----- Document section -----

Autumn’s Garden Checklist–Looking Forward to Spring!

Yay! This is the exciting part! Let’s plant some stuff!

? Plant your fall bulbs.

  • Do it before the ground freezes. In fact, get them in the ground 6-8 weeks before your first hard frost is due.
  • Shop early, and don’t hold on to them too long before planting.

? Let’s go shopping! Get some fall-blooming, winter-hardy annuals like mums, pansies, and violas to color things up in the midst of other things fading away.

? Be sure to visit the farmer’s market for those autumn bargains! And bushels of apples! And pumpkins galore!

? Time to plant those fruit trees. Just be sure to stake them up so those winter winds don’t blow them around and disturb the roots that are trying to get established.

? It’s probably too late to put out plants that require a couple-three months to mature, but most of us can get in another planting of lettuces and other greens for harvesting before winter sets in.

? Plan next year’s garden! (See this post.)

? Once you’ve got your plan laid out, get next year’s beds ready.

  • First of all, take a measuring tape, some sturdy sticks which you can even collect from the brush, as long as they’re relatively strong, and some twine out to your garden space and start measuring for your beds. Push a stick into the ground for each corner or turn. When you have all the corners of a bed marked out, tie the end of the twine to one of them, and outline your bed with it, wrapping it around each stick two or three times, and keeping the twine a few inches above the ground.
  • Next, take some soil samples to your local County Extension Office for testing to find out if your soil has any nutrient deficiencies (or if you’ve been a little too enthusiastic with the amendments in the past).

-----

- Directions
1. Pick out every line of the entries below that contains the string "light" and copy each one.
2. Go on with the autumn garden checklist above, starting right after its final sentence.

----- Material provided -----

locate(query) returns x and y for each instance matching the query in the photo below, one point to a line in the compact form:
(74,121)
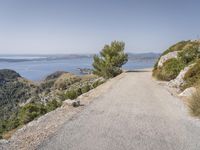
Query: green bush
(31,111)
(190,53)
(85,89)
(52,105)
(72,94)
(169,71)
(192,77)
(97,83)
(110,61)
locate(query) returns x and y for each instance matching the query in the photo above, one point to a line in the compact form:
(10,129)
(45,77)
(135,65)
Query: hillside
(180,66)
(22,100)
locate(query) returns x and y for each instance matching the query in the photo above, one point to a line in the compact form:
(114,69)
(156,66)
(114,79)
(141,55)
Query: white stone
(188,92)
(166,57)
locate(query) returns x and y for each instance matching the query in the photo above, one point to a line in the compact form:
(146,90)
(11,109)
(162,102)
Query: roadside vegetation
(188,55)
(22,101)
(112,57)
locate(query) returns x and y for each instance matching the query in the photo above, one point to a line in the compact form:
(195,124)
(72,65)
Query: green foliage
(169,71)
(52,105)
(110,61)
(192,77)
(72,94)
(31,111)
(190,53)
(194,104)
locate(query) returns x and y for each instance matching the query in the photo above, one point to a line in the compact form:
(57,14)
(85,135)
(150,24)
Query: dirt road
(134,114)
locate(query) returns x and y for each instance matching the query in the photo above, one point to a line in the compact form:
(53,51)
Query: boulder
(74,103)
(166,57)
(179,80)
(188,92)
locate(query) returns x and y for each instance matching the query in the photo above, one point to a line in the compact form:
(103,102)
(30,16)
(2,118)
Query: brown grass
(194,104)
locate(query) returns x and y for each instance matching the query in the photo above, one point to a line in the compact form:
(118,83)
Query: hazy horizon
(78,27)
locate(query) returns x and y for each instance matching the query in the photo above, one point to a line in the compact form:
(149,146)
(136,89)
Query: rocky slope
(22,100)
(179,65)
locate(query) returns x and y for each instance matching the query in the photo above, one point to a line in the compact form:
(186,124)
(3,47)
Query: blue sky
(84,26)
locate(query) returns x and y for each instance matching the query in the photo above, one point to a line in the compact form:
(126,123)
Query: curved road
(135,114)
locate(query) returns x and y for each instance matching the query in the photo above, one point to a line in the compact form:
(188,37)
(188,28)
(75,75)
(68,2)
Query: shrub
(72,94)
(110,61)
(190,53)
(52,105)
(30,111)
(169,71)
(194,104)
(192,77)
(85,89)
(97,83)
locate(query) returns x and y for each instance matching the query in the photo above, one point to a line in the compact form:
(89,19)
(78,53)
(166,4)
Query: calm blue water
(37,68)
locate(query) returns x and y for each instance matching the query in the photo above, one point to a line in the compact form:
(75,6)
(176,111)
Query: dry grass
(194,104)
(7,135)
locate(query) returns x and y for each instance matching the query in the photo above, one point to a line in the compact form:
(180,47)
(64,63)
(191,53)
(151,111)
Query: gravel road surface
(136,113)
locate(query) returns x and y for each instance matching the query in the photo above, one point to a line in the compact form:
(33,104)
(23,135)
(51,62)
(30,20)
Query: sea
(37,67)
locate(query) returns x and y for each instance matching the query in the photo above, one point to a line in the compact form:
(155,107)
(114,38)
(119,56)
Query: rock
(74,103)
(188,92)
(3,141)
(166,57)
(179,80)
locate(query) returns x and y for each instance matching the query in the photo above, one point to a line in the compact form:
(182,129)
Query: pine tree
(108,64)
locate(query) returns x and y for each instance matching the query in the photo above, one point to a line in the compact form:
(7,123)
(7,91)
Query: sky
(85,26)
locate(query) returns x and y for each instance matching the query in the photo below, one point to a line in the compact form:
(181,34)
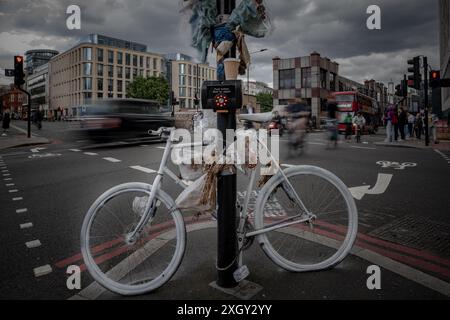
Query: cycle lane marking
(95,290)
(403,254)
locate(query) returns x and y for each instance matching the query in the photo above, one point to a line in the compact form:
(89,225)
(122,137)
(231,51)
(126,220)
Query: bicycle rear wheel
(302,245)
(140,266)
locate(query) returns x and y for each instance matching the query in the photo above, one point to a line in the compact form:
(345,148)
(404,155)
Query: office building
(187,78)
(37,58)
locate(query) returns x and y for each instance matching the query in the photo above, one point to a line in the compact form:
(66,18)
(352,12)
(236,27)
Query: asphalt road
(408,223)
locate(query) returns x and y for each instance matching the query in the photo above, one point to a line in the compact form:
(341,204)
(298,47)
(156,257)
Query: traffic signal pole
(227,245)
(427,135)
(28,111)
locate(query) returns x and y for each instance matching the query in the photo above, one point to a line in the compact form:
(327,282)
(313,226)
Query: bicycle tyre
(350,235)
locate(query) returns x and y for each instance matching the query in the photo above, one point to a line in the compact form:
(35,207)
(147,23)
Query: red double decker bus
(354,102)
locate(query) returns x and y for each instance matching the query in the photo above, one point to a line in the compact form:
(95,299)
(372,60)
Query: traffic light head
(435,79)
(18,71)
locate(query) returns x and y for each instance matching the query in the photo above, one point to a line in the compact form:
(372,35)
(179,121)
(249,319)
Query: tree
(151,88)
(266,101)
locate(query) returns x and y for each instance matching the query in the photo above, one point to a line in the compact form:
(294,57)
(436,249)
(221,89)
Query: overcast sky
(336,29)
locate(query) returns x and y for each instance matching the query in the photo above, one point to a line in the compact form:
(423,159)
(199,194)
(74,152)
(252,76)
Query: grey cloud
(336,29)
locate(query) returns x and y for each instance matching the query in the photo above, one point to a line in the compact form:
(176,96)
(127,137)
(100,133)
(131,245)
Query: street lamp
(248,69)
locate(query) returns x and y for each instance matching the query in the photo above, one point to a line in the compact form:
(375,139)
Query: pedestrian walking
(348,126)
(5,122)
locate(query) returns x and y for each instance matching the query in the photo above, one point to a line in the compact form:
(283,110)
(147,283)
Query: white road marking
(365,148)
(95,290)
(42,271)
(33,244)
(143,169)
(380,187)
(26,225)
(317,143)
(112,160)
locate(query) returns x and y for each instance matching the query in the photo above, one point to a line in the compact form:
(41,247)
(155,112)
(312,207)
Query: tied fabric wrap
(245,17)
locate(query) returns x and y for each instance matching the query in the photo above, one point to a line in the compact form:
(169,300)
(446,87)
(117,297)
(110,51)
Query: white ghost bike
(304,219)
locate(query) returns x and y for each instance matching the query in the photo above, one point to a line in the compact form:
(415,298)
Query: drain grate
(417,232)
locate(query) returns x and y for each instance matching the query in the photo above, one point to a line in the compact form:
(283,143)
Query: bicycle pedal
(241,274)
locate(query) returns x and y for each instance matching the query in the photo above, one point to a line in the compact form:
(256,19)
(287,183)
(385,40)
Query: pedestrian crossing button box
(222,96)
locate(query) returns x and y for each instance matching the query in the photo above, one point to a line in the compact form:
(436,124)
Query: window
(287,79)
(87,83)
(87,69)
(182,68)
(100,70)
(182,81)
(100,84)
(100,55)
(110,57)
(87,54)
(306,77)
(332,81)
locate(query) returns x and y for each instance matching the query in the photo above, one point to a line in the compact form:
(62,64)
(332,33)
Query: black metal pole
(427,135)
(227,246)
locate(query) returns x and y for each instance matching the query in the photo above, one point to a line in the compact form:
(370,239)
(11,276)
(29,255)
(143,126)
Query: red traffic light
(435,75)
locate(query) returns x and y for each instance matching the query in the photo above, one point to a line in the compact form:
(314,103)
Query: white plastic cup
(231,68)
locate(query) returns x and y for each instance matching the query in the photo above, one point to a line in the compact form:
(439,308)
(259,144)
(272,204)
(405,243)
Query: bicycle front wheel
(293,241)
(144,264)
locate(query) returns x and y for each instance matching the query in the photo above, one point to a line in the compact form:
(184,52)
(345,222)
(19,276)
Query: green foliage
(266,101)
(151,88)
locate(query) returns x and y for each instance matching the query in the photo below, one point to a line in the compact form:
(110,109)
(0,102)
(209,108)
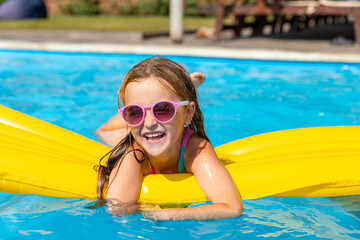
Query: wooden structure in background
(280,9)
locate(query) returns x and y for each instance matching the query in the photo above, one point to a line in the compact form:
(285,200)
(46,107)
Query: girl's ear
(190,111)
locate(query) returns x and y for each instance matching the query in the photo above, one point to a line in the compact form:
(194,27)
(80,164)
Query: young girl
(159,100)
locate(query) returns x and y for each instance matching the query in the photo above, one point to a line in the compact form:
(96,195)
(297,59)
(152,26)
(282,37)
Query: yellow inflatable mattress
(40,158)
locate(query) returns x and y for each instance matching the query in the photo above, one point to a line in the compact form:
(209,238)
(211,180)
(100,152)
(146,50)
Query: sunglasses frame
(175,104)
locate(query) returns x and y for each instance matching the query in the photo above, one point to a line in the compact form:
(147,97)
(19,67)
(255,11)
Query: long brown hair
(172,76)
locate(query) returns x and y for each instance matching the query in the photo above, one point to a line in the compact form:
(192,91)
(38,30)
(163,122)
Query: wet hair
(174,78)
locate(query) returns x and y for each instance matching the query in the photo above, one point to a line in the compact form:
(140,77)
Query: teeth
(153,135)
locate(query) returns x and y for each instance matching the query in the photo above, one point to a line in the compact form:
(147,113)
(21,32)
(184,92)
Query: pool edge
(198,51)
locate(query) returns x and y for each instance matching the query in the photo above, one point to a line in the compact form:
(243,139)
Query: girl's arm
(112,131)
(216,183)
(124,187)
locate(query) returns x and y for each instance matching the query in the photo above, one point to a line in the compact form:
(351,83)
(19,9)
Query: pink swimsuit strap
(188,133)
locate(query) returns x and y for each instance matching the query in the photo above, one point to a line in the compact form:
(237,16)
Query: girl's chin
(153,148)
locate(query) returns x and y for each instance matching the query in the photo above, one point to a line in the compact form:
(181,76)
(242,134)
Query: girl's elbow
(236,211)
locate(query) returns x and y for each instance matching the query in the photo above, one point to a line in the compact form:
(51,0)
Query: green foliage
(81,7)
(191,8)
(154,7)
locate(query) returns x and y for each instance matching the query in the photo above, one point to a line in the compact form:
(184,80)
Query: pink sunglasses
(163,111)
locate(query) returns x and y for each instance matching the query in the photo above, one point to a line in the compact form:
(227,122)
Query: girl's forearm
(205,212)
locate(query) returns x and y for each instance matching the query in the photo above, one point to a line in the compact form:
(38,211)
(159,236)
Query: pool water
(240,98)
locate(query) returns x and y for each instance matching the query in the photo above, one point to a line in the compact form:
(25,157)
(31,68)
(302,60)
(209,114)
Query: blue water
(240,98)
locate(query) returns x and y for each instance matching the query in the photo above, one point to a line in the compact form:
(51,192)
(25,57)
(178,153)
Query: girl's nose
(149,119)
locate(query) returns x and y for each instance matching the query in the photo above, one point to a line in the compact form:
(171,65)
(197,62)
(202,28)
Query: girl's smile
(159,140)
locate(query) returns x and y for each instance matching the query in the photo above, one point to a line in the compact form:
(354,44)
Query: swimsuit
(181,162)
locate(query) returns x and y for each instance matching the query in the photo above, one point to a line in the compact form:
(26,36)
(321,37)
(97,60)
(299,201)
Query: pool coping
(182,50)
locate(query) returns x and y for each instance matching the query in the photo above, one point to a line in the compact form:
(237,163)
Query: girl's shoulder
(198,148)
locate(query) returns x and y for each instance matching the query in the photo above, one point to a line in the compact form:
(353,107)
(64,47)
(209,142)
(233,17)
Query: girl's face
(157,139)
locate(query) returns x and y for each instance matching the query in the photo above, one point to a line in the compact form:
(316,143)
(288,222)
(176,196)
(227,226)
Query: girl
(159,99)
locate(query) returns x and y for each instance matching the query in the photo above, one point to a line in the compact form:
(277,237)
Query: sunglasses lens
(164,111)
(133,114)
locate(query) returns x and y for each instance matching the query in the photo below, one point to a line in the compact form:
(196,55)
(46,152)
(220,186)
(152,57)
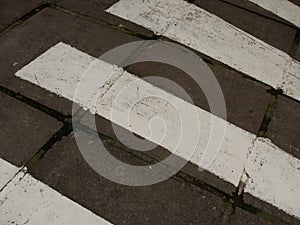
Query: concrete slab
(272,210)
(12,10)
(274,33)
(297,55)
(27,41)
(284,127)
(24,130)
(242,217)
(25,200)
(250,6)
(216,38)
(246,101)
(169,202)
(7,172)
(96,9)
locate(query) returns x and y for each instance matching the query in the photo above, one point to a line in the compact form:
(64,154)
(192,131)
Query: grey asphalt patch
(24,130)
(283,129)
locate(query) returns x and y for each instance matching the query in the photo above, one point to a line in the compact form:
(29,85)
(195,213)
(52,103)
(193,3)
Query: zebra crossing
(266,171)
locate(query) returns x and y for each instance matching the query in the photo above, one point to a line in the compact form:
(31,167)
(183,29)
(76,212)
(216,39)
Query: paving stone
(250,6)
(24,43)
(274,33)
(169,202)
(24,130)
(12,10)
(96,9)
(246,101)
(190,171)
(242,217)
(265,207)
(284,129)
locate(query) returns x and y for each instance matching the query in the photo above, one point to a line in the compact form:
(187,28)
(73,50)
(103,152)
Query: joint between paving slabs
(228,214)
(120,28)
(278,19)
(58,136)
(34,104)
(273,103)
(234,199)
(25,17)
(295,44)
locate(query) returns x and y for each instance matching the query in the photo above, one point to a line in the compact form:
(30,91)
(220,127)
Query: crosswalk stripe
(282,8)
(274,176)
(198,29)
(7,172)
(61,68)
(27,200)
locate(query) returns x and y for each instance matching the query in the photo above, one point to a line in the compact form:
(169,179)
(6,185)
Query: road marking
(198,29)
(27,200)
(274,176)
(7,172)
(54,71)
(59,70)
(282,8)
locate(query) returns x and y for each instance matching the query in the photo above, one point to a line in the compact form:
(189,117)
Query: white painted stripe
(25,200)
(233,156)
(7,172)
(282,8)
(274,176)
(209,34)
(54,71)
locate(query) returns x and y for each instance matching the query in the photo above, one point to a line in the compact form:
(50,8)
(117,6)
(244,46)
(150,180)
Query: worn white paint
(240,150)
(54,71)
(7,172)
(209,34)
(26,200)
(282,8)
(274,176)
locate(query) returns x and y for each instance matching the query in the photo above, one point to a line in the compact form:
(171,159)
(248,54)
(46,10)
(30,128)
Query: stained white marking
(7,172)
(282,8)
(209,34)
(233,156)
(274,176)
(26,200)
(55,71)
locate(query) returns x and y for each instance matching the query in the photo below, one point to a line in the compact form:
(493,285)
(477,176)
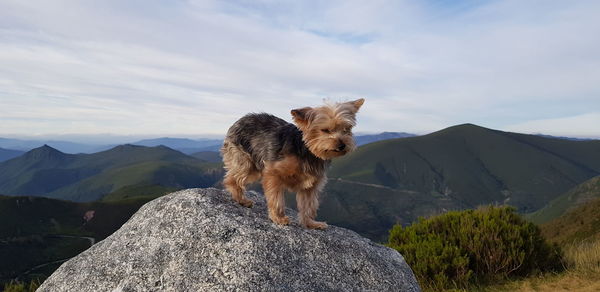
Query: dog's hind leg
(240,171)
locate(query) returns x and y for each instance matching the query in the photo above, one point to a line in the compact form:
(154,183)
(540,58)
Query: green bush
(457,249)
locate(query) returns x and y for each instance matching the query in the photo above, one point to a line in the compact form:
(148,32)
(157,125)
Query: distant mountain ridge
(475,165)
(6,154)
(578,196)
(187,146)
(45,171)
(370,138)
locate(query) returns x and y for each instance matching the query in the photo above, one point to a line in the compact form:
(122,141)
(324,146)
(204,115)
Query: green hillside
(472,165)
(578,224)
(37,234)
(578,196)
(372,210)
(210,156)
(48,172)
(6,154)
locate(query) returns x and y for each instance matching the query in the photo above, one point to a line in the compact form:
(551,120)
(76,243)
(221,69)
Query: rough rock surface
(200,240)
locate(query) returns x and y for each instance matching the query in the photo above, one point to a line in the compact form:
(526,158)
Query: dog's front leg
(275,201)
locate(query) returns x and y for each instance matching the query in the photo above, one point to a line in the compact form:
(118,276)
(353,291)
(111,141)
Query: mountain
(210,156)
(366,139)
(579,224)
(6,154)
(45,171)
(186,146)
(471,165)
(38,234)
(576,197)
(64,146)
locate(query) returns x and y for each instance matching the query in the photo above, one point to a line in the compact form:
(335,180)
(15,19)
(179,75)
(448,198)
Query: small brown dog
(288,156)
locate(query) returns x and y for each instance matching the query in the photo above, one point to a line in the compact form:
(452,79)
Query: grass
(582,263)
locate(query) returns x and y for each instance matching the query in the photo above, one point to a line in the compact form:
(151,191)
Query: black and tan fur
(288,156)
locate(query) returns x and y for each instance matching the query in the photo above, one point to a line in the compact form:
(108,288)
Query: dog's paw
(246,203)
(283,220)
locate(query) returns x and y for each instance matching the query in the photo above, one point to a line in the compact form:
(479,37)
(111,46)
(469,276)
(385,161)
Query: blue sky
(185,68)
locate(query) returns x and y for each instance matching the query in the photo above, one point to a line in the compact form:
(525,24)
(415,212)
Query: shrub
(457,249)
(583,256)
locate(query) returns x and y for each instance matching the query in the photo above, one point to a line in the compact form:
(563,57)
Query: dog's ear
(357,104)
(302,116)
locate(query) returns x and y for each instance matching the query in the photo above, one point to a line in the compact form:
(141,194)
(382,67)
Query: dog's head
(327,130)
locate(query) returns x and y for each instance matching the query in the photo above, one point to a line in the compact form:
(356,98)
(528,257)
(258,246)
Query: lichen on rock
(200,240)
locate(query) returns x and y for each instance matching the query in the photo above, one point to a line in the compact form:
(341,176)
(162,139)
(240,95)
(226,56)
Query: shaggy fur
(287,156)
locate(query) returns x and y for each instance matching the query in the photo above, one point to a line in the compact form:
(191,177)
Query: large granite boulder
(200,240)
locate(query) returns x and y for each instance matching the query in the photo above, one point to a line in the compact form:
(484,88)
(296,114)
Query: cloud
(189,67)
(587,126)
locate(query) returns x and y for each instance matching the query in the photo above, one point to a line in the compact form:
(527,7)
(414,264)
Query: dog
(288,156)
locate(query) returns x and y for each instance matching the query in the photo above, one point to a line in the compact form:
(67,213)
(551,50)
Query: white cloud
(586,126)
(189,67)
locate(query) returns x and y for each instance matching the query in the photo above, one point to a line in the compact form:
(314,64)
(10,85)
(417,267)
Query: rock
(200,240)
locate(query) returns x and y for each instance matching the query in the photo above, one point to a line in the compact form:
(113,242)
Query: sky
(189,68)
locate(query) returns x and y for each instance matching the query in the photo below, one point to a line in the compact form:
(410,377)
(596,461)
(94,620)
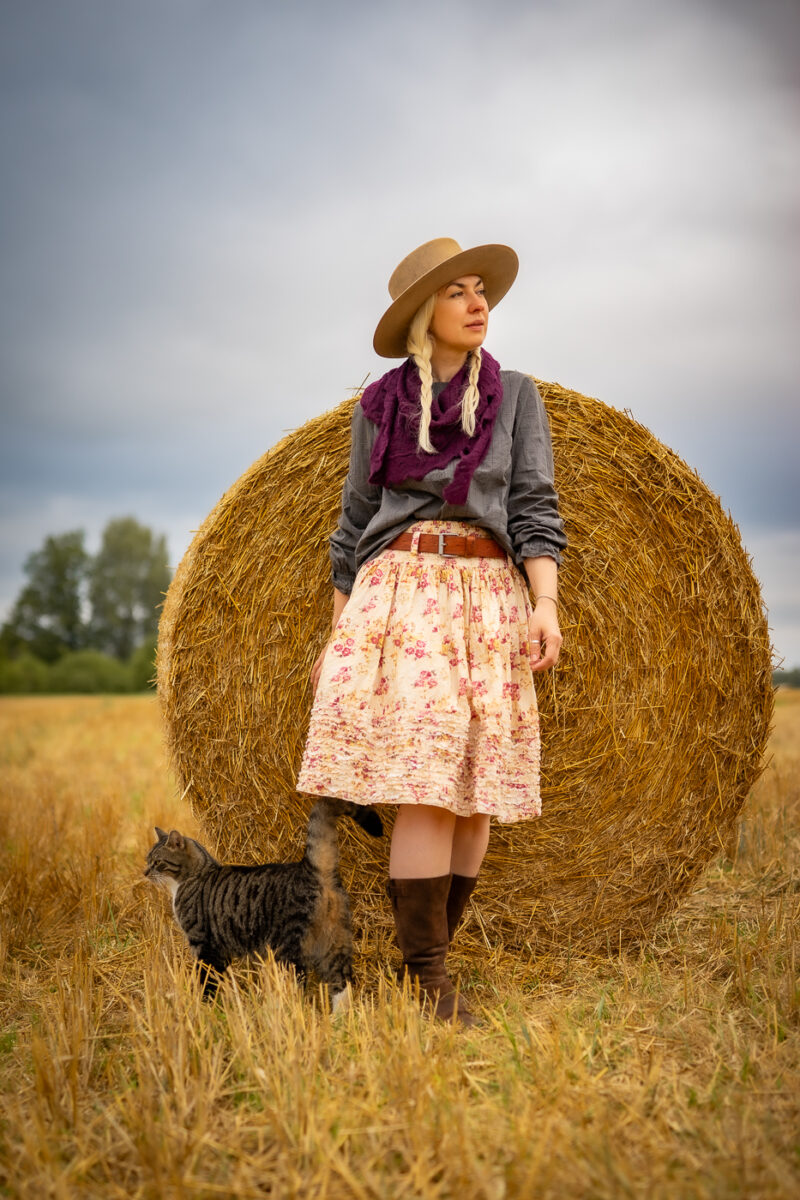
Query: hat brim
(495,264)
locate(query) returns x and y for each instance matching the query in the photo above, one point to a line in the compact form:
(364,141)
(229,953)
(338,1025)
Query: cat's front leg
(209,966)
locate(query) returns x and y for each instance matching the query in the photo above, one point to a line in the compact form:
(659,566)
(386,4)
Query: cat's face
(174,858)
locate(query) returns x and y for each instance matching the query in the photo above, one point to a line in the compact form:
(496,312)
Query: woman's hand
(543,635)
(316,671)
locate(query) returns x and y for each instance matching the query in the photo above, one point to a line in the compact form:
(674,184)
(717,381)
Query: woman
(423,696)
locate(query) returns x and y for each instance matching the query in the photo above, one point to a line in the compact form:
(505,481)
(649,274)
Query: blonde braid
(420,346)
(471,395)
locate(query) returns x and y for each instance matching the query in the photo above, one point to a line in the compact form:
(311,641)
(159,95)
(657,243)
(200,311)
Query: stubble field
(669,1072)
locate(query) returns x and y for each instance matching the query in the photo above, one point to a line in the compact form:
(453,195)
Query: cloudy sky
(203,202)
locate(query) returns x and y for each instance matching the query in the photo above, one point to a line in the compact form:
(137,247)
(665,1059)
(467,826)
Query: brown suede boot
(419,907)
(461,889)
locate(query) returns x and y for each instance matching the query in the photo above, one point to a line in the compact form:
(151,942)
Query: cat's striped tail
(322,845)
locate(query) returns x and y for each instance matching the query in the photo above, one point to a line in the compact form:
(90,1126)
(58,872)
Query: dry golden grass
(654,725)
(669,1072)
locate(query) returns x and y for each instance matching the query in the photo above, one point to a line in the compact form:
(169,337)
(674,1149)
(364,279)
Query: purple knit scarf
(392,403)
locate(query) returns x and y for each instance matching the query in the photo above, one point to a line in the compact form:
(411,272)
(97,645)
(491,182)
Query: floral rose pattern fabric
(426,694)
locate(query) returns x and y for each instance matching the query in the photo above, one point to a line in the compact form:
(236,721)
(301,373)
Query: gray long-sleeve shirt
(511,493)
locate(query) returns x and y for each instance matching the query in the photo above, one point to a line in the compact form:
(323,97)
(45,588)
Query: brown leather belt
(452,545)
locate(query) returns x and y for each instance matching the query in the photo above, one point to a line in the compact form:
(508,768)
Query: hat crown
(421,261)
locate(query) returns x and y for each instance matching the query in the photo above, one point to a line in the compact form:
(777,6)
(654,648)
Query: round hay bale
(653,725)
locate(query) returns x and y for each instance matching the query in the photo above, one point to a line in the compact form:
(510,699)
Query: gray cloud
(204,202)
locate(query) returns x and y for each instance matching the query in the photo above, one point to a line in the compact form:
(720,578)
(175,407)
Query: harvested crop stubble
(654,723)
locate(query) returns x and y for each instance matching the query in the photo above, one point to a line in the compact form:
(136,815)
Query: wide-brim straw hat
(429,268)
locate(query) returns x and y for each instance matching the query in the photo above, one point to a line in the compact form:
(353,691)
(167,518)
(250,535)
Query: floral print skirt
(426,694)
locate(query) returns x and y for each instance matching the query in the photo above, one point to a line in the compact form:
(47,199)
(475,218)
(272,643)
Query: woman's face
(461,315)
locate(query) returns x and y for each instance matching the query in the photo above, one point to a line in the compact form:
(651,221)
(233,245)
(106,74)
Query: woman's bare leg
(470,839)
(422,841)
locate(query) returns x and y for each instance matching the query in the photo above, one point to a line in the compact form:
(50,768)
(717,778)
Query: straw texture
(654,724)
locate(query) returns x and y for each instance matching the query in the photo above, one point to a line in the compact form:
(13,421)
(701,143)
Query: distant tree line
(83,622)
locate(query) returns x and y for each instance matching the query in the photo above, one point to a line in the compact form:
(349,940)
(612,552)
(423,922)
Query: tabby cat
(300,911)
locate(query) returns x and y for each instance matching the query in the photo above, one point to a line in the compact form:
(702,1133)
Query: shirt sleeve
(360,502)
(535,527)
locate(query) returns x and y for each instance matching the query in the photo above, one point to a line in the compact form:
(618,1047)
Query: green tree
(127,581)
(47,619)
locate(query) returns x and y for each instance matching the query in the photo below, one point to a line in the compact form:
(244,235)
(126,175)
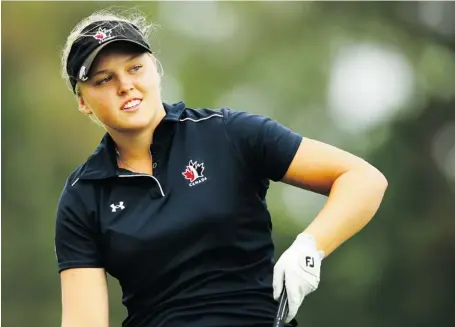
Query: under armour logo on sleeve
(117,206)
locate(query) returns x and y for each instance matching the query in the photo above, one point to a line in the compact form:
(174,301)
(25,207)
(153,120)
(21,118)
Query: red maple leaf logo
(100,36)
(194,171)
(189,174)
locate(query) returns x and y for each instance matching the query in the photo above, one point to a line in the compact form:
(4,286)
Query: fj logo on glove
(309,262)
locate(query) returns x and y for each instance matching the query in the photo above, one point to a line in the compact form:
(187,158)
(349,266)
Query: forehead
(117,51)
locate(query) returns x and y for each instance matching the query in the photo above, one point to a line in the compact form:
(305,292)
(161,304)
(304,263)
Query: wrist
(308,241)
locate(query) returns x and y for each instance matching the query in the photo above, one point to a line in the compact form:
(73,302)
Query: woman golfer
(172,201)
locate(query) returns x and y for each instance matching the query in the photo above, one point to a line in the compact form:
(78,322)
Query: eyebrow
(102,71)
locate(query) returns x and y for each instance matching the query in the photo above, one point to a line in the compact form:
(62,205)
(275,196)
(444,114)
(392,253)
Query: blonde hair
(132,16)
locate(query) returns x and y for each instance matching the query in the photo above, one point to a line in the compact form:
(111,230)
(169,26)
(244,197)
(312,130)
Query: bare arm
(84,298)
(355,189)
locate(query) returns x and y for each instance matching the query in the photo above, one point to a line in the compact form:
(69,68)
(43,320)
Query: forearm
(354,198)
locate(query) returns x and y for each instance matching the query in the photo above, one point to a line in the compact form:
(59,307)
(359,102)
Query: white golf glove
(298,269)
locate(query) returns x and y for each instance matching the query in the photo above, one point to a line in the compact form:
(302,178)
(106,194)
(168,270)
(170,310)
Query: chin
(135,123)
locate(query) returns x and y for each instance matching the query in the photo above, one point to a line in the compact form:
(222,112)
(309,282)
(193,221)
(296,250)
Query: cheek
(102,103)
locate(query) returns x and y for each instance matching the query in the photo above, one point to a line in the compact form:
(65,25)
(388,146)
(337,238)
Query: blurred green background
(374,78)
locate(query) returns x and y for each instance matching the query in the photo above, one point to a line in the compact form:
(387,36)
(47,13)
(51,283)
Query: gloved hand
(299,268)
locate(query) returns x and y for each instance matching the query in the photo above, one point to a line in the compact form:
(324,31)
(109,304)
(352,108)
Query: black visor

-----

- Answers in order
1.
Query: traffic light head
Query: red traffic light

2.
    • Get more than one sample, and get them from different spots in the garden, because soil can vary a lot from one spot or bed to another.
    • Be sure to label your samples so you can match up results to the correct beds.
    • Also before you head out with your samples, make note of any perplexing questions you have, because they likely have some answers for you.
    • They also have a very informative collection of publications on all sorts of topics relevant to your area you’ll want to check out while you’re there.
    • Alternatively, you can purchase your own soil testing kit and do it yourself. Be sure to test for pH.
  • While you’re waiting for the results of your soil tests:
    • You can prepare your garden paths and borders, and the frames for your raised beds if you’re planning any.
      • Straw and gravel are both relatively inexpensive materials for filling in garden paths. They keep the mud down and don’t track much. We have a lot of shrubs and trees, which result in a lot of brush which we send through the wood chipper—so we have a fresh annual supply of free wood chips to spread on the pathways, and that works well, too. If you have cats or dogs, don’t use cacao hulls.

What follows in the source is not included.